§ Goals
- A) From the Santa Cruz travel account, explain in one to three sentences why the writer recommends the ice cream place called SharkBay.
- B) Please write what comes next in the Santa Cruz travel account, picking up after its final sentence about the Visitor Center at the top of the stairs.

§ Source document
The tour was excellent with an English speaking guide. They also provide boots, so bring socks if you know your kids will be uncomfortable wearing bare feet inside their boots. We also had the whole family wear sun shirts and sun hats since it’s very hot in the highlands and not a lot of shade. Put on your sunscreen and bug spray, too!

The tour takes about an hour, and it was so exciting to see these majestic and gigantic creatures up close. At the end of the tour you walk through lava tubes underground, which was really exciting for the kids.

Our driver dropped us off at our hotel, and we relaxed there for a little bit, then got some ice cream for dinner from a place called SharkBay. I highly recommend this spot because the ice cream is cheap, you can pick 3 toppings included in the price, and they accept credit card!

We finished the evening by walking around the port area in town to watch the wildlife and we saw tons of birds, Sally lightfoot crabs, sea lions, marine iguanas, black tip reef sharks, golden rays, and more.

Day 6: Tortuga Bay on Santa Cruz

On this day we didn’t have any solid plans. It was nice to have more of a laid back day after our crazy travel experience the previous day.

We grabbed breakfast by the port, which was more challenging than it should have been since most restaurants and cafes on Santa Cruz don’t open until 9 or later.

Our plan was to head to a beach called Torguga Bay, which is a bit of a walk from town. We walked almost 2 miles to Tortuga Bay, a white sand beach made up of 2 parts: Playa Brava and Playa Mansa.

Playa Brava is a beautiful beach but unswimmable with strong currents. If you walk another 3/4 mile along Playa Brava you’ll reach Playa Mansa, a lagoon where you can swim and spot wildlife.

You’ll start seeing signs for Tortuga Bay around Puerto Ayora, and you can just start walking in the direction they point to, or just put it in the maps app on your phone. After walking a while you’ll reach some stairs, then a Visitor Center of sorts at the top of the stairs.

§ Information given

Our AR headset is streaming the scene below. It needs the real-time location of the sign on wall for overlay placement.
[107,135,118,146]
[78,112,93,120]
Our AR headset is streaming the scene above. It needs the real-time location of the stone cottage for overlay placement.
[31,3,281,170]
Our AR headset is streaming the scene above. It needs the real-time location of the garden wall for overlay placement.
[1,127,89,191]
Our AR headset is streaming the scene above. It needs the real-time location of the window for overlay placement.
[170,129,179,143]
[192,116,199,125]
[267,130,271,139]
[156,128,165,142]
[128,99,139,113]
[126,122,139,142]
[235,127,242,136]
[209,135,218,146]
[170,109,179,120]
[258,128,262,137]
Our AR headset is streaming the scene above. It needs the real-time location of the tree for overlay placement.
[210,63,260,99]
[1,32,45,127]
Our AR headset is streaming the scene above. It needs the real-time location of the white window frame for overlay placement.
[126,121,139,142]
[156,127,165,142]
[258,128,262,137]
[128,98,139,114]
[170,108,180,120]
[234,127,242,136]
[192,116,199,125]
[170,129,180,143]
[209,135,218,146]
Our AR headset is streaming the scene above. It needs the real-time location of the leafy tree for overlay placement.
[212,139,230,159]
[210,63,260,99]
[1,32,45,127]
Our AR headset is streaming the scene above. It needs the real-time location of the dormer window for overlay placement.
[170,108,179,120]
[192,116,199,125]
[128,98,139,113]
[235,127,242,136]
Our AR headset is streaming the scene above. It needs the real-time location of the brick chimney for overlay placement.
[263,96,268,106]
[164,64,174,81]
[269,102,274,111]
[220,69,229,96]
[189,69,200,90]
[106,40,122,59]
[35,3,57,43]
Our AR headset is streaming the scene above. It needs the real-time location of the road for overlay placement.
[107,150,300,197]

§ Outputs in order
- A) The writer recommends SharkBay because the ice cream is cheap, three toppings are included in the price, and the place accepts credit cards.

- B)
Tortuga Bay is free to visit, but you do have to check in with your names before you start down the official path. This is also your last bathroom stop for a while. The path is paved, and lovely, winding through the trees. There is sometimes shade, but still wear protective sun gear. The walk is around 2 miles if you’re walking all the way to the lagoon.

We spent a few hours at Playa Mansa (the lagoon), and we saw marine iguanas, finches, and even an octopus! The kids loved being able to swim and just play on the beach. Bring your own water and snacks, plus some towels. We brought these towels on the trip with us! They come in a pack of 6 and pack down pretty small.

We heard there were water taxis to take you back to the main port, but apparently they weren’t running that day, so we eventually had to make the walk back in wet swimsuits.

We timed it perfectly, though! The moment we walked back into our hotel the skies opened and it began pouring. We relaxed in our room for a bit until the weather cleared up and we headed back onto Puerto Ayora for souvenirs, dinner (ice cream at Sharkbay), and watching more wildlife on the pier.

Day 7: Ferry from Santa Cruz to San Cristobal

You have to book your ferry tickets a day or 2 in advance, which John, our hotel’s owner, helped us do on the day we arrived. The ferries run at 7 a.m. and 3 p.m. between islands. We chose the 7 a.m. ferry since we wanted to get our day on San Cristobal started early!

You can book your ferry by the pier in person, too (again, a day or 2 PRIOR to the day you want to leave). Expect to pay around $35/person. Arrive around 6 a.m. if your ferry leaves at 7 a.m. to check in and have your bags scanned hrough biosecurity. We arrived at the pier around 6:15 and the line was already so long!

TIP: while you’re waiting in line take your Dramamine, and eat some breakfast (that you hopefully bought the night before - there’s a grocery story called Proinsular right by the pier where you can get bread/croissants , boxes of cereal, and fruit to eat in line or on the boat).

Once you get through biosecurity you find your ferry company, and they take you on a water taxi to the ferry (again, $1/person so have cash handy). It’s about 2 hours on the ferry, and very bumpy, so don’t expect to look at screens! Have a podcast, audiobook, Yoto Minis for the kids, or just take a nap. Have some crackers to nibble on, too.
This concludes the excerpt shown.